Problem requirements:
Format each line of the records below as a row of a Markdown table with the columns Row and Line, numbering the rows in order and leaving out blank lines.
-- start of Provided information --
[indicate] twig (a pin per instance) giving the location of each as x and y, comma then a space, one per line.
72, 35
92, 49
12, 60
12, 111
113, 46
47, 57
-- end of Provided information --
The result:
| Row | Line |
|---|---|
| 1 | [indicate] twig (a pin per instance) giving the location of each as x and y, comma then a space, one per line. |
| 2 | 72, 35 |
| 3 | 92, 49 |
| 4 | 12, 60 |
| 5 | 12, 111 |
| 6 | 113, 46 |
| 7 | 47, 57 |